STATED GOAL A:
Answer these from the passage on single women voters below:
(i) How many single women who were registered to vote skipped the 2000 election?
(ii) Who replied that, in Kerry's case, "W stands for waffle"?
(iii) Where was Tracy Brown sitting when she expressed her dismay with the president?

**** SUPPLIED TEXT ****

Schalchli knows enough to realize she's no fan of George W. Bush, though. "Why does he always have to talk about God?" she asks, wrinkling her nose as if she'd smelled something foul. "And then he went and started a war for no reason." But for all her disdain for the president, Schalchli knows, and cares, little about his competitor.
Dis them though she may, the candidates are drooling over single women like Schalchli. Since pollsters recently realized that never married, divorced, and widowed females make up the largest untapped voting bloc—some 22 million single women registered to vote skipped the 2000 election, and 16 million never signed up at all—both major parties have been engaged in a desperate and unseemly scuffle for their votes. From the president—or his handlers, anyway—we have the "W stands for Women" push. To which the Kerry folks have responded that "the W in George W. stands for 'wrong' on women's issues." To which Ann Wagner, co-chair of the Republican National Committee shot back that, in Kerry's case, "W stands for waffle." To which the puzzled single woman might reply, "Wait, Kerry doesn't even have a W in his name." Or more to the point, "What have either of you done for us lately?"
There's no question the candidates want single women. But do single women want the candidates? "No, none of them," says Tracy Brown, a 43-year-old lawyer at a U.N.-affiliated agency. Delicately perched on a stool at Moe's bar in Fort Greene, Brown expressed her dismay with the president. "He took us to war under false pretenses," she says, shaking her head. "We were lied to. And now, with all the money he's putting into defense, there no money for the things I care about—health care, education." Still, Brown says she doesn't know how she'll vote in November. "I don't feel like Kerry's reaching out to people like me." Not that she expects him—or other politicians—to do much to win her over. "I'm an African American, single woman," says Brown. "We're used to struggling."

**** ROWS ****

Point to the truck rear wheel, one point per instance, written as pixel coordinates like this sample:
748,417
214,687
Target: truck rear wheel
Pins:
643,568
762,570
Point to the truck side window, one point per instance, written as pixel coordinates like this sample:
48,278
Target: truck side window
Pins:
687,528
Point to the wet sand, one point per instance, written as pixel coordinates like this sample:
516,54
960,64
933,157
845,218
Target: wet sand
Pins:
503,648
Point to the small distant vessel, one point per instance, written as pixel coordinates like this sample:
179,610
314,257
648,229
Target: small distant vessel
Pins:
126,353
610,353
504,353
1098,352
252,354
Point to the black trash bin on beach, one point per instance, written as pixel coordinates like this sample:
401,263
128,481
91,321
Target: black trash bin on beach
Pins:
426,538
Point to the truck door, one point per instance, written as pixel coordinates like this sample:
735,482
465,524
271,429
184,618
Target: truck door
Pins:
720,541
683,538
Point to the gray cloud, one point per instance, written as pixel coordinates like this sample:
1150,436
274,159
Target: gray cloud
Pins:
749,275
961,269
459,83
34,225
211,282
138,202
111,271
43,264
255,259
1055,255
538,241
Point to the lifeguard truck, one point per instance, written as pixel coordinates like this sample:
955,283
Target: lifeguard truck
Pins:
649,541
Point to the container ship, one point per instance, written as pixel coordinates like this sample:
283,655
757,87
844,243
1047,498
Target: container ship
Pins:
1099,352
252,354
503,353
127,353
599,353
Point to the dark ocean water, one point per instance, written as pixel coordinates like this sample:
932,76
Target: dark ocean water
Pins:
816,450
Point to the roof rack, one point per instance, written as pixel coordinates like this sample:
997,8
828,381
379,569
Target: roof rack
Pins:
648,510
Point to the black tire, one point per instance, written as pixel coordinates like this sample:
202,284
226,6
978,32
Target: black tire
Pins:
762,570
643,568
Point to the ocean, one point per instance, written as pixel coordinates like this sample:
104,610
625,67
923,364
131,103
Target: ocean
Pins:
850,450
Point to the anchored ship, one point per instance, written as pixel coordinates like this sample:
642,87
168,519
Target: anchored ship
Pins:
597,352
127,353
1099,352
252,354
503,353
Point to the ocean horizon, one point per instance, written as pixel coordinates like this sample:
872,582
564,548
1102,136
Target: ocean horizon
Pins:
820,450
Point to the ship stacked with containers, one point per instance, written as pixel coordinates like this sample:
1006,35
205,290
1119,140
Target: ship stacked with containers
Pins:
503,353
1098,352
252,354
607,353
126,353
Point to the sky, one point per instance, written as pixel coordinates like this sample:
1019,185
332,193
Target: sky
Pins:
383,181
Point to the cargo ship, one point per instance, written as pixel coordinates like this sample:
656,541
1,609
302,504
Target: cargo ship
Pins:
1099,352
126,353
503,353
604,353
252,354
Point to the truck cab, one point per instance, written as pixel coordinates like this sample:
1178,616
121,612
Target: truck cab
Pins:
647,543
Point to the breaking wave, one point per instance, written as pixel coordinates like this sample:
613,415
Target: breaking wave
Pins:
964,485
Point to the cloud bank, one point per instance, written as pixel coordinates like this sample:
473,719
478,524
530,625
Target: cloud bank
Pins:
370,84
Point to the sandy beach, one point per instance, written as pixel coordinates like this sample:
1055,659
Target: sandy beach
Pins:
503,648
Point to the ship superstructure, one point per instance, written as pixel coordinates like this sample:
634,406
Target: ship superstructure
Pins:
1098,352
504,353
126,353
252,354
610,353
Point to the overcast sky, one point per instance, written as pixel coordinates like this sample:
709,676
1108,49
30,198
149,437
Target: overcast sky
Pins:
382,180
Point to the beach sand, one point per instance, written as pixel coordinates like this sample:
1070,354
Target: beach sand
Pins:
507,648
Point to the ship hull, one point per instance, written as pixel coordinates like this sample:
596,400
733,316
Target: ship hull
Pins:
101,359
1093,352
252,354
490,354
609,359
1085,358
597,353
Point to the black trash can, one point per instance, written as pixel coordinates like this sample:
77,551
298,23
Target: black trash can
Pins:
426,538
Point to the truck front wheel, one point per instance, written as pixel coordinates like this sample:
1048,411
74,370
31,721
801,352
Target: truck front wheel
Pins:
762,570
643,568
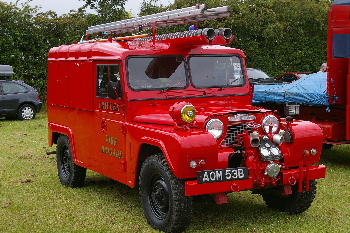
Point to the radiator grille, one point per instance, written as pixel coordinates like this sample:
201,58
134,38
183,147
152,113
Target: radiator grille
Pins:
232,132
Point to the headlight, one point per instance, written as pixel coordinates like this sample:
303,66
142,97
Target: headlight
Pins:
188,113
215,127
272,122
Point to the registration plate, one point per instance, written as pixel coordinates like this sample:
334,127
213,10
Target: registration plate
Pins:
219,175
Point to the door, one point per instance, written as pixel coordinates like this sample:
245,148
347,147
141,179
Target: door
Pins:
110,132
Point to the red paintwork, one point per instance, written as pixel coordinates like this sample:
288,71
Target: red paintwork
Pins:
113,137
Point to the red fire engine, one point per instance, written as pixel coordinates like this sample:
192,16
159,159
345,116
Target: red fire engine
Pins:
171,114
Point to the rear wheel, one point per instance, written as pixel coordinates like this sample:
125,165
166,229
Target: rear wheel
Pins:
26,112
294,203
162,196
70,174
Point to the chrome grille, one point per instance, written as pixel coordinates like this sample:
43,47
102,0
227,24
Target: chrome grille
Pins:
232,133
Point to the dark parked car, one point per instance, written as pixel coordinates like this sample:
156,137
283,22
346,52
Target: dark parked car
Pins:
17,99
291,76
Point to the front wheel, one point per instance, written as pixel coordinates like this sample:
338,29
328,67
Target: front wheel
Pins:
70,174
294,203
165,206
26,112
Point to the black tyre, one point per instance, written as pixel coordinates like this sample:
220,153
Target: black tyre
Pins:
165,206
70,174
26,112
295,203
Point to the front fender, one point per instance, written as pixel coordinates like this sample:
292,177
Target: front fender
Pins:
179,147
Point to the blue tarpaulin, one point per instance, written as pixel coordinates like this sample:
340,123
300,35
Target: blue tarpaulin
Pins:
309,90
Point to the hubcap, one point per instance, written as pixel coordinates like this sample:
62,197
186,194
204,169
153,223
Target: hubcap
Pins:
27,113
65,163
159,198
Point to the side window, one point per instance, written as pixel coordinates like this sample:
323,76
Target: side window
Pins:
288,78
13,88
108,82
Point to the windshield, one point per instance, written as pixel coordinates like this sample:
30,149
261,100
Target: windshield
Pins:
216,71
255,74
156,72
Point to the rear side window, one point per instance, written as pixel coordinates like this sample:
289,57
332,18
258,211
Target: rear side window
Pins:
13,88
108,82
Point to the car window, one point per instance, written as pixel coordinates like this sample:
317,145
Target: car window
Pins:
288,78
108,82
156,72
216,71
13,88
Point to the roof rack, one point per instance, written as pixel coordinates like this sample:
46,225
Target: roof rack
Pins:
174,17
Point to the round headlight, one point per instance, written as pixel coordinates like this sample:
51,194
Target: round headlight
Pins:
272,122
188,113
215,127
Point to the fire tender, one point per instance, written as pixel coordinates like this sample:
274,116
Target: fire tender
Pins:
171,114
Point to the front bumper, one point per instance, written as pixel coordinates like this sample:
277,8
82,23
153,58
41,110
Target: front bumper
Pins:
288,177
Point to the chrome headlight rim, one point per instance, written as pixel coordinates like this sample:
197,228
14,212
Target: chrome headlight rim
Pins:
215,132
266,123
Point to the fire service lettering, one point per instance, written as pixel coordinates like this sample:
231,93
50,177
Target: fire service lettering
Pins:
111,151
108,106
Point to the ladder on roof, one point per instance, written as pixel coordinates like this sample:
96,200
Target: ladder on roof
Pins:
175,17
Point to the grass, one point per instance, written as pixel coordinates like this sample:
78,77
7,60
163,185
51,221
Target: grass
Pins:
33,200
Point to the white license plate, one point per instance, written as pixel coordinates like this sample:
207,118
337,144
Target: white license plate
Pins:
219,175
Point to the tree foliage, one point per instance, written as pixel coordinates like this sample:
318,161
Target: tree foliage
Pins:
276,35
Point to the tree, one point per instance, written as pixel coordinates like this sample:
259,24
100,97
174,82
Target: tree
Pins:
108,10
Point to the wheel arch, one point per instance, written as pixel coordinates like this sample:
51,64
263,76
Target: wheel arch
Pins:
56,130
146,150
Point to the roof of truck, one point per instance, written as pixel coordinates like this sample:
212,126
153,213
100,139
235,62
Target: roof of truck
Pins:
109,49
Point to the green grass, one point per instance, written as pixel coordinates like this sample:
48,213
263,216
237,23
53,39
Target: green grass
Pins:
33,200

****

STATED GOAL B: Pull out every line of the records above that contains the string "tree".

EXERCISE ANSWER A:
(i) Some 22 million.
(ii) Ann Wagner, co-chair of the Republican National Committee.
(iii) On a stool at Moe's bar in Fort Greene.

EXERCISE ANSWER B:
Point to the tree foliage, one point per instance, written as pixel coordinates like this sample:
Target: tree foliage
Point to the tree, one point per instance, written as pixel coordinates like this sample:
Target: tree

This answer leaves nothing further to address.